In an exemplary embodiment, the walls 114 of the receptacle cage
110 include a top wall 130, a bottom wall 132, a first side wall
134 and a second side wall 136. The first and second side walls
134, 136 extend from the top wall 130 to a bottom 138 of the
receptacle cage 110, such as to the bottom wall 132. However, in
other various embodiments, the receptacle cage 110 is provided
without the bottom wall 132 and the side walls 134, 136 may be
mounted to a component 140, such as a chassis, substrate or circuit
board. In various embodiments, the bottom wall 132 may rest on the
component 140, such as a chassis, substrate or circuit board.
Optionally, the walls 114 may include mounting features 142, such
as compliant pins, used to mount the receptacle cage 110 to the
component 140.
In an exemplary embodiment, the receptacle cage 110 may include one
or more gaskets at a front 144 of the receptacle cage 110. For
example, the gaskets may be configured to electrically connect with
the pluggable module 106 and/or a bezel or other panel at the front
144. For example, the receptacle cage 110 may be received in a
bezel opening of a bezel and the gasket may electrically connect to
the bezel within the bezel opening.
In an exemplary embodiment, the receptacle assembly 104 may include
one or more heat sinks (not shown) for dissipating heat from the
pluggable module 106. For example, the heat sink may be coupled to
the top wall 130 for engaging the pluggable module 106. The heat
sink may extend through an opening in the top wall 130 to directly
engage the pluggable module 106. Other types of heat sinks may be
provided in alternative embodiments.
In an exemplary embodiment, the cabled receptacle connector 112 is
received in the receptacle cage 110, such as at a rear 146 of the
receptacle cage 110. The rear 146 is open to receive the cabled
receptacle connector 112. The cabled receptacle connector 112 is
positioned in the module channel 116 to interface with the
pluggable module 106 when loaded therein. In an exemplary
embodiment, the cabled receptacle connector 112 is latchably
coupled to the receptacle cage 110, such as to the latching guide
118 of the receptacle cage 110. The pluggable module 106 is loaded
through the front 144 to mate with the cabled receptacle connector
112. The shielding walls 114 of the receptacle cage 110 provide
electrical shielding around the cabled receptacle connector 112 and
the pluggable modules 106, such as around the mating interfaces
between the cabled receptacle connector 112 and the pluggable
modules 106. The cabled receptacle connector 112 is electrically
connected to the electrical component 102 via cables 148 extending
rearward from the cabled receptacle connector 112. The cables 148
are routed to the electrical component 102, such as behind the
receptacle cage 110.

* [STATED GOAL 1]: List each line of the records that contains the string "metal".

* [RAW DATA]:
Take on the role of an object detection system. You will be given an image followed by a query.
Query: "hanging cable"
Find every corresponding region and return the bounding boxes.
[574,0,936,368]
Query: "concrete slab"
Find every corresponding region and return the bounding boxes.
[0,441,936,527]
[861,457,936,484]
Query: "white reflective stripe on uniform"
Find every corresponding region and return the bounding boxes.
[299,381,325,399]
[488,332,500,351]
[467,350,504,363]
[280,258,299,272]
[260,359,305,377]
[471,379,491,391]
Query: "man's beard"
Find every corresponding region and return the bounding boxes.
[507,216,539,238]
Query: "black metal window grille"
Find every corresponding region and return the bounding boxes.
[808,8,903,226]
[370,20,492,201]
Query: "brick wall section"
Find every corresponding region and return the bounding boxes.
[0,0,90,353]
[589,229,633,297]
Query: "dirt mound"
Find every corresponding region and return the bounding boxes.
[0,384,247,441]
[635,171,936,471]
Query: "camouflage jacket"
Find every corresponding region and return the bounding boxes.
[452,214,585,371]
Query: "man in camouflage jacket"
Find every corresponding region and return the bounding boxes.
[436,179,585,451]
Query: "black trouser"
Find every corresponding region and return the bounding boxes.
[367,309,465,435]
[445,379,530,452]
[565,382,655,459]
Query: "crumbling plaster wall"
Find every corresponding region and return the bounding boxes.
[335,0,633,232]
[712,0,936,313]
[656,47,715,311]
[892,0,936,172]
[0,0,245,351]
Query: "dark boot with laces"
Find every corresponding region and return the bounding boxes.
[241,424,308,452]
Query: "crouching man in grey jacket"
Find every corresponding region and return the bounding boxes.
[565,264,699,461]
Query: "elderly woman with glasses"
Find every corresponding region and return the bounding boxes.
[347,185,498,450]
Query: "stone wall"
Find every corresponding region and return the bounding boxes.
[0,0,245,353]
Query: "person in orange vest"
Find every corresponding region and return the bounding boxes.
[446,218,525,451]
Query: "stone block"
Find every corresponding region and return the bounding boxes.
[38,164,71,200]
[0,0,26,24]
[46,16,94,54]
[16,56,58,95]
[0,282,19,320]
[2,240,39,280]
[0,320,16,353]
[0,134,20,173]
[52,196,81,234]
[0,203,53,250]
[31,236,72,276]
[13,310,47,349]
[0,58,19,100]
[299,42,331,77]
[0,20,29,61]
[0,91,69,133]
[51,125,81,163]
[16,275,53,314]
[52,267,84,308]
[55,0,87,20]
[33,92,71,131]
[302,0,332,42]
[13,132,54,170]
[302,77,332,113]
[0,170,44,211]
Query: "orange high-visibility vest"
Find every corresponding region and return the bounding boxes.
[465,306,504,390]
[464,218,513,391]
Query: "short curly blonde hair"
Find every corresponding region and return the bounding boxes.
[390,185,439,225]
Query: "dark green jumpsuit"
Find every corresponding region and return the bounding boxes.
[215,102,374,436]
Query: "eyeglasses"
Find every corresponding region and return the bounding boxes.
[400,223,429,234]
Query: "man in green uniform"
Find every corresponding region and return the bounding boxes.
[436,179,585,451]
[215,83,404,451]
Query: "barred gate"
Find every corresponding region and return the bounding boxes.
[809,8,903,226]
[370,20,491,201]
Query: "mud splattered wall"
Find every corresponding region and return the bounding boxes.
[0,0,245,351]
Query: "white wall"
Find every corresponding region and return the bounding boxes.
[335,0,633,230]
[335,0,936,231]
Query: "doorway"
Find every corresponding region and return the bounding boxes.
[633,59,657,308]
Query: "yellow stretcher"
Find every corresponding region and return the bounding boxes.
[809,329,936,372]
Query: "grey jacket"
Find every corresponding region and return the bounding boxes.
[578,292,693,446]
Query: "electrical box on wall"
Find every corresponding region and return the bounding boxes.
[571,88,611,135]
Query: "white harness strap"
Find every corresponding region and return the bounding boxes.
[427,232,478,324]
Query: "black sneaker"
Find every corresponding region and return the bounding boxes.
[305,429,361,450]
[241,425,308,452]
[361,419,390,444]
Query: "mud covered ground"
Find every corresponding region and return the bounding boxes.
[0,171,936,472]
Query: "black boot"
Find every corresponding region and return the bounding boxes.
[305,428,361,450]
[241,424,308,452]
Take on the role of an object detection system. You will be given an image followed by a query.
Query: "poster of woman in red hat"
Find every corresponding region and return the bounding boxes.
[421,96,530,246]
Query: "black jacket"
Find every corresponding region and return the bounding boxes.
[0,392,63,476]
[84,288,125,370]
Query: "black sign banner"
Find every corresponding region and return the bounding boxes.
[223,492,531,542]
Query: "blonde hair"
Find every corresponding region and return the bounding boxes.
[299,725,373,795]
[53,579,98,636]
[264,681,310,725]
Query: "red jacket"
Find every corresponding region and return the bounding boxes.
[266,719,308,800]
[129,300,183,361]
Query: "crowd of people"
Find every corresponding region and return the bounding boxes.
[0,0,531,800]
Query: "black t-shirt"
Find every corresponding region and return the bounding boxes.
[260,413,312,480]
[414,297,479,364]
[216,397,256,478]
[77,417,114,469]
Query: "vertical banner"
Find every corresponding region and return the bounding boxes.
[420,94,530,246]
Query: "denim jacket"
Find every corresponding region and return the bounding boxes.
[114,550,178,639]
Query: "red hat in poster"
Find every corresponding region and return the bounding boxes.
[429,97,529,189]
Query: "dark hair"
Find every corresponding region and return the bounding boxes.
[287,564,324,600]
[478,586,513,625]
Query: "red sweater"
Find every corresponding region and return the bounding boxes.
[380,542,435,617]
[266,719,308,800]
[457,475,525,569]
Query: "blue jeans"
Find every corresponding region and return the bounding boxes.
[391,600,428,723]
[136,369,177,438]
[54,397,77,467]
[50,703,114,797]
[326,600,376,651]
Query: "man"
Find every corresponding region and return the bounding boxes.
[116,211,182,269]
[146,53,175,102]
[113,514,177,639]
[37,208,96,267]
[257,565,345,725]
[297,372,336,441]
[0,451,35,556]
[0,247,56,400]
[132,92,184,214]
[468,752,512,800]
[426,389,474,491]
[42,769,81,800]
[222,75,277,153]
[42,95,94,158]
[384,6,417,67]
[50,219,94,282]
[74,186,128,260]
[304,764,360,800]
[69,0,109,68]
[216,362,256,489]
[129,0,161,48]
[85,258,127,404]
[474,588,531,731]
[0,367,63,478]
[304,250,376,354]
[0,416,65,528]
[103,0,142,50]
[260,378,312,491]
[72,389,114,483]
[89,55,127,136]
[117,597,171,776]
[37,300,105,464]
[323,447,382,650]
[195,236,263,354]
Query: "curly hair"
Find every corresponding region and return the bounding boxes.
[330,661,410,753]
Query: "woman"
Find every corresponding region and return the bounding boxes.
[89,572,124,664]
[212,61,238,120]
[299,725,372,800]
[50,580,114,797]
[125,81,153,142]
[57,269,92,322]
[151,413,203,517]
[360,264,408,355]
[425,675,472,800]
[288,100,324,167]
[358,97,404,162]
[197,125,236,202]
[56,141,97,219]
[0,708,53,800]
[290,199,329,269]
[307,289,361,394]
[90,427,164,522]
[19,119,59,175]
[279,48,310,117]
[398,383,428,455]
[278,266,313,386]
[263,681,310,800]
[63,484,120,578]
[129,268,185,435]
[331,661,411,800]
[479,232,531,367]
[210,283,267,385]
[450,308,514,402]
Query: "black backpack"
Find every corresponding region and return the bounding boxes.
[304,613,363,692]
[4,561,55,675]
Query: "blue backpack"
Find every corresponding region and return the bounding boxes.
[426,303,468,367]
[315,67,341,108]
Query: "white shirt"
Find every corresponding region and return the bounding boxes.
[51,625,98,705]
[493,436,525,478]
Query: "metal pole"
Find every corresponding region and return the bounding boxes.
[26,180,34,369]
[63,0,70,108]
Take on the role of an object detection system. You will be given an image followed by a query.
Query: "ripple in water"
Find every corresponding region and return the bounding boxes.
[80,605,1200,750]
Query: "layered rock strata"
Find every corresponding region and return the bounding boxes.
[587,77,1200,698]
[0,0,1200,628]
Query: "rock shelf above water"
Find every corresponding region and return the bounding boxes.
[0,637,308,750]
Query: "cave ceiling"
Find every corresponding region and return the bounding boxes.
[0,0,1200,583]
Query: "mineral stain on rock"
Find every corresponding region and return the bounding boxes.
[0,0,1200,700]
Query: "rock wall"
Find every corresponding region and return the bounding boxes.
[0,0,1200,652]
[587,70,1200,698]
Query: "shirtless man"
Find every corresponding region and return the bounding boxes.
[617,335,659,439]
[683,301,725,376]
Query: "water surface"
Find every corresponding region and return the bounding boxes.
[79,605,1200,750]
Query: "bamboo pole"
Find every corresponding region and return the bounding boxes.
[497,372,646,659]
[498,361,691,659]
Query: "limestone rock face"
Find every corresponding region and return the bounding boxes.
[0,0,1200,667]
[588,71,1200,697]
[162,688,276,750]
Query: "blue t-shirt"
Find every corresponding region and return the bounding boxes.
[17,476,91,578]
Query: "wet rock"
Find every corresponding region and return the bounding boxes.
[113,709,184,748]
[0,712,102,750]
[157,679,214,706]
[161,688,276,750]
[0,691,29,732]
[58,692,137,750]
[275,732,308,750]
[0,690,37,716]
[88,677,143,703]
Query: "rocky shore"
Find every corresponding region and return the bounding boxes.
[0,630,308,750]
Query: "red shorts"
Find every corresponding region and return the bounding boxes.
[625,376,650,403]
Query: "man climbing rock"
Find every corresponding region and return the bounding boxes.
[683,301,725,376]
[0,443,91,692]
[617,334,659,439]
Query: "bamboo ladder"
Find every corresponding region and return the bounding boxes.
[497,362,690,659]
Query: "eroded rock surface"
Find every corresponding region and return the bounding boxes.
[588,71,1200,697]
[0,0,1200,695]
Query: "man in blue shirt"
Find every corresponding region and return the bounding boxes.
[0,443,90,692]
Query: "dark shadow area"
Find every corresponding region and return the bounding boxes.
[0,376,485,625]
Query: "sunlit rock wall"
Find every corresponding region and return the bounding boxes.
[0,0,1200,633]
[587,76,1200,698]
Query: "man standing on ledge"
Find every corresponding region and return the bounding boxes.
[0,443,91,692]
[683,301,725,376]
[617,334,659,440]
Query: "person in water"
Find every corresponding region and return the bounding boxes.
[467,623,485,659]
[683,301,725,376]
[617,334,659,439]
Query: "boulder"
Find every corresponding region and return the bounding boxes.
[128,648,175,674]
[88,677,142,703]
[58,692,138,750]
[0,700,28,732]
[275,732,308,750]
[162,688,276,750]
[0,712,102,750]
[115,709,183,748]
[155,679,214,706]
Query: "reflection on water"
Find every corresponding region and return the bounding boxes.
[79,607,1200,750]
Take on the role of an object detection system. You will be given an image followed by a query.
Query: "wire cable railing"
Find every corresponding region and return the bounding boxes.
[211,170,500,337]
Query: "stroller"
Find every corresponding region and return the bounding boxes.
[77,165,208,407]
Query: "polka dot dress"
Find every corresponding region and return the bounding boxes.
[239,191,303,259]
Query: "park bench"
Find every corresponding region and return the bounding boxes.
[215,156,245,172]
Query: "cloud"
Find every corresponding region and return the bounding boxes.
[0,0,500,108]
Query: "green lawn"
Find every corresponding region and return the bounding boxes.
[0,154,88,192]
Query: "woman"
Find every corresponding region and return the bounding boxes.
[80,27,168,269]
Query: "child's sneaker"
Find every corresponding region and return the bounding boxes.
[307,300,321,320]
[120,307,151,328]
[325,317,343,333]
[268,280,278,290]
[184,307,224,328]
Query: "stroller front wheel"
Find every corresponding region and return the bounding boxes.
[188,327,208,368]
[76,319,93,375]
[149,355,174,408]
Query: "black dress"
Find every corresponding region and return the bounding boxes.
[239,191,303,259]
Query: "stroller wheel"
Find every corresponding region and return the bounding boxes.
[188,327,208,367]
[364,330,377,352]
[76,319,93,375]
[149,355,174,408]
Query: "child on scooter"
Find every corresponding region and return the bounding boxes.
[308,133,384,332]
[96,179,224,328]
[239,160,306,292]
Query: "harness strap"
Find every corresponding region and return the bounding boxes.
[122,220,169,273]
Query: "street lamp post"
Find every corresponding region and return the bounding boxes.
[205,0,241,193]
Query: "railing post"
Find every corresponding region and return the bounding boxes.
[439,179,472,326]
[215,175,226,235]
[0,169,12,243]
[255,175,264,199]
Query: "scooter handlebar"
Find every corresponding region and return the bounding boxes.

* [STATED GOAL 2]:
Using the receptacle cage passage, decide whether each statement agrees with it. Answer yes or no, quoting the words of the passage that settle it.
(a) The cabled receptacle connector is received at the front of the receptacle cage.
(b) A heat sink may pass through an opening in the top wall to engage the pluggable module directly.
(c) The mounting features on the walls may be compliant pins.

* [FULL SOLUTION 1]:
Query: "black metal window grille"
Query: "metal pole"

* [FULL SOLUTION 2]:
(a) No: "received in the receptacle cage 110, such as at a rear 146 of the receptacle cage 110."
(b) Yes: "The heat sink may extend through an opening in the top wall 130 to directly engage the pluggable module 106."
(c) Yes: "the walls 114 may include mounting features 142, such as compliant pins"